[Data extracts — start]

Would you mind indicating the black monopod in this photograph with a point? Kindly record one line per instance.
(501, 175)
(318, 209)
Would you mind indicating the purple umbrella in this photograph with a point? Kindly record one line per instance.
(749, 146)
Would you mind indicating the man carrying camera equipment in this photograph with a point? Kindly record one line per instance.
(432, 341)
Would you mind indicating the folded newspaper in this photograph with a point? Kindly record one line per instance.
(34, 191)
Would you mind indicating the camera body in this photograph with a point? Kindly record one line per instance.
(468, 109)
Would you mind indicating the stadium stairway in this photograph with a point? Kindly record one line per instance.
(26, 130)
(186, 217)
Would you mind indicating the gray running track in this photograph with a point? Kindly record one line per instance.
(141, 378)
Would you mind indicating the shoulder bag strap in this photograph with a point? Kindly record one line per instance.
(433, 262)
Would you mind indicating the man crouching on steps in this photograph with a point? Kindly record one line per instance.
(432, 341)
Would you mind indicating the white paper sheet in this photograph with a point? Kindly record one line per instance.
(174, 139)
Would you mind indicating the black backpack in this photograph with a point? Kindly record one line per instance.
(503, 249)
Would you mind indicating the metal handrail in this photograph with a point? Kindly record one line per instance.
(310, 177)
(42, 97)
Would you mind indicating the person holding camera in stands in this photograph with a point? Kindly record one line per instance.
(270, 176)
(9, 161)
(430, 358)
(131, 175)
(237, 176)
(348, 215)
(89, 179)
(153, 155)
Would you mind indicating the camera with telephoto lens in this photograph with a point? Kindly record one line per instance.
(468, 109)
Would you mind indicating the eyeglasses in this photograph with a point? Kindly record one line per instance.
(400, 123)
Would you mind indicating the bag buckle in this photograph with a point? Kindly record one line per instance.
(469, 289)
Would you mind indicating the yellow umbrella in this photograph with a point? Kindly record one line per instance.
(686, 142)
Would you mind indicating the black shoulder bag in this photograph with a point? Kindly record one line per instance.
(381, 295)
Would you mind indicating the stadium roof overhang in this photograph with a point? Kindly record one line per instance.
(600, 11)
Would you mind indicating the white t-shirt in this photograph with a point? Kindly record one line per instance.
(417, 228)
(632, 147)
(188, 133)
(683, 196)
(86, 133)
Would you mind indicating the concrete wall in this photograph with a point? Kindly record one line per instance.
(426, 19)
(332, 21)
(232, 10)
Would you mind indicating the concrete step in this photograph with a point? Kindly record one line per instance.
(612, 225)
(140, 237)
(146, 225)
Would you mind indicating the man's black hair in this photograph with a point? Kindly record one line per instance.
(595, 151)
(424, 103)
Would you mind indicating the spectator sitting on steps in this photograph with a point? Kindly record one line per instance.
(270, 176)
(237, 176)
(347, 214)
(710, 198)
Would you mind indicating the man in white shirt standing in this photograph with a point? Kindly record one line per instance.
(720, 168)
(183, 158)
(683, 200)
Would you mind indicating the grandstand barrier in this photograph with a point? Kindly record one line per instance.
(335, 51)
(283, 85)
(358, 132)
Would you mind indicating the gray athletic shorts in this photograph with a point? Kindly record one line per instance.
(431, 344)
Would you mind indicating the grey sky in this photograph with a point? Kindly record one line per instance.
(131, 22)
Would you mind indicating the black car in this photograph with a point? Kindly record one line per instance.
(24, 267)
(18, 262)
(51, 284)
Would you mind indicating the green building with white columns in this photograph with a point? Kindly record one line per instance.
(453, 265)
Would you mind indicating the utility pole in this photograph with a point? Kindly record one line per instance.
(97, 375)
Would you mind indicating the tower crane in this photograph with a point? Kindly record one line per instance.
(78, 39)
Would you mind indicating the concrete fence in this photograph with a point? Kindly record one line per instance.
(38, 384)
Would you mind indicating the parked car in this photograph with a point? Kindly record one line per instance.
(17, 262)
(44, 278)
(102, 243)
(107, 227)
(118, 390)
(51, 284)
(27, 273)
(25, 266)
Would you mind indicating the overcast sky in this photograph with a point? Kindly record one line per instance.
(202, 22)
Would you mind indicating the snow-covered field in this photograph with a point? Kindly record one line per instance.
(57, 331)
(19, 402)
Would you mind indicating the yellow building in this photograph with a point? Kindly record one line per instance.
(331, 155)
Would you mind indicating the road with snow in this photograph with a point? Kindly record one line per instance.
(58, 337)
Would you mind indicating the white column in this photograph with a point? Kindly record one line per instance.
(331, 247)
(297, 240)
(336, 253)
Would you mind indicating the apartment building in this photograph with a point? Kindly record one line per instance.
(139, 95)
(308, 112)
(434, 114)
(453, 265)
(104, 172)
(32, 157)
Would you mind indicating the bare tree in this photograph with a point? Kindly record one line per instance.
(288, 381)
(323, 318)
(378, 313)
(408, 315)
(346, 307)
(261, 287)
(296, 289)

[Data extracts — finish]

Exercise goal: Could you reproduce every record above exactly as it stands?

Expected answer:
Would you mind indicating the black monopod in this photograph with a point? Kindly record one line per instance.
(501, 175)
(318, 209)
Would you mind indicating the purple umbrella in this photograph with a point? Kindly record one line per instance.
(749, 146)
Would you mind indicating the man carrying camera equipment in this photograph with a point? Kindly record one line per instance.
(432, 341)
Would you mind indicating the folded newspaper in this photograph with a point? Kindly record one line per instance.
(34, 191)
Would you mind indicating the camera body in this photograph with a point? Kindly record one line per instance.
(468, 109)
Would you mind indicating the stadium stairway in this photograph with a point? Kindly record one line per instance.
(26, 130)
(186, 217)
Would you mind indicating the gray running track in this photograph with a point? Kindly record one line per instance.
(141, 378)
Would you mind indicating the shoulder bag strap in this photograph with a point? Kindly record one line per instance.
(433, 262)
Would you mind indicating the man crouching on steps in this photograph with a point? Kindly record one line per instance.
(432, 341)
Would you mind indicating the white paper sheet in this photograph with a point? Kindly record one line per instance.
(174, 139)
Would you mind indicating the black backpack in this photograph with a point? Kindly record one line per instance.
(503, 249)
Would you mind indicating the metal handrail in this photograph with a point? Kindly record one line per instance.
(310, 177)
(42, 97)
Would you mind indicating the person holding camera in stands in this photograph with a point? Kindly record one line per instance.
(270, 176)
(9, 161)
(430, 358)
(131, 175)
(237, 176)
(348, 215)
(89, 179)
(153, 155)
Would you mind indicating the camera with telephoto lens in this photograph with a point? Kindly record one line per instance.
(468, 109)
Would you mind indicating the eyeglasses in this photograph with a point? Kindly record one line per instance.
(400, 123)
Would you mind indicating the bag buckle in this photograph with a point? Kindly record one line per instance.
(469, 289)
Would you mind indicating the yellow umbrella in this photograph with a point? Kindly record one line per instance.
(686, 142)
Would you mind indicating the black shoulder bag in this photograph with a point? Kindly record one line per instance.
(381, 295)
Would you mind indicating the stadium roof overhang in this photograph with a point? Kindly record one line per instance.
(600, 11)
Would you mind indicating the white t-shirt in this photograph with a point? Kindly record one line per instance.
(417, 228)
(632, 147)
(188, 133)
(683, 196)
(86, 133)
Would you mind indicating the concrete wall in this photograph with a point? Kindly record one line per instance.
(426, 19)
(332, 21)
(232, 10)
Would you mind indicating the concrete step in this photograph with a point? Kindly record one line per instance.
(612, 225)
(140, 237)
(146, 225)
Would you mind indicating the man's black hair in this photograph with a point? Kindly record one line per instance.
(595, 151)
(424, 103)
Would you mind indicating the spectator sitting on steps in this photograph with a point? Kindly record one line per instance.
(270, 176)
(237, 176)
(347, 214)
(710, 198)
Would you mind indicating the man in white shirt standing in this photograph with a point? Kindly record one line per instance.
(720, 168)
(183, 158)
(683, 200)
Would you mind indicating the grandstand barrier in this photograph with a point? Kindly record one line per instance.
(335, 51)
(283, 85)
(358, 132)
Would you mind indicating the gray athletic shorts in this photograph with a point? Kindly record one line per instance.
(431, 344)
Would you mind indicating the grey sky in this photograph with a point? Kindly record one line per instance.
(131, 22)
Would you mind indicating the black car in this photograph with a point? Kindly record one line per instance.
(24, 267)
(18, 262)
(51, 284)
Would you mind indicating the green building with white columns in this photograph with a point? Kindly record one line per instance.
(453, 265)
Would you mind indicating the utility pole in this photograph with a point? Kindly record one line per instance.
(97, 375)
Would you mind indicating the tower crane in this photograph with a point? Kindly record one line per instance.
(78, 39)
Would you mind indicating the concrete fence in this photograph with a point? Kindly record one line per instance.
(38, 384)
Would you mind indicating the parked car in this photograph with a point? Kindly record one line per instance.
(17, 262)
(44, 278)
(102, 243)
(107, 227)
(118, 390)
(51, 284)
(27, 273)
(25, 266)
Would you mind indicating the overcast sky in this photograph with a point? Kindly record one line per instance.
(202, 22)
Would you mind indicating the snow-covered field in this photograph with a point? Kindly record one line per instance.
(57, 331)
(19, 402)
Would you mind indicating the yellow building in this photograph with a point? Kindly record one line per instance.
(331, 155)
Would you mind indicating the road with snow in this photograph with a point? Kindly record one line per instance.
(58, 337)
Would you mind indicating the white column in this photograph with a point? Kindly record one line per instance.
(331, 247)
(297, 240)
(336, 253)
Would you mind indicating the apartment building in this photograph with a point? Kindly record one line per instance.
(139, 95)
(308, 112)
(434, 114)
(453, 265)
(104, 172)
(32, 157)
Would you mind indicating the bare tree in this photograph with a point? Kindly record one line per instance.
(288, 381)
(323, 318)
(378, 313)
(408, 315)
(346, 307)
(261, 287)
(296, 289)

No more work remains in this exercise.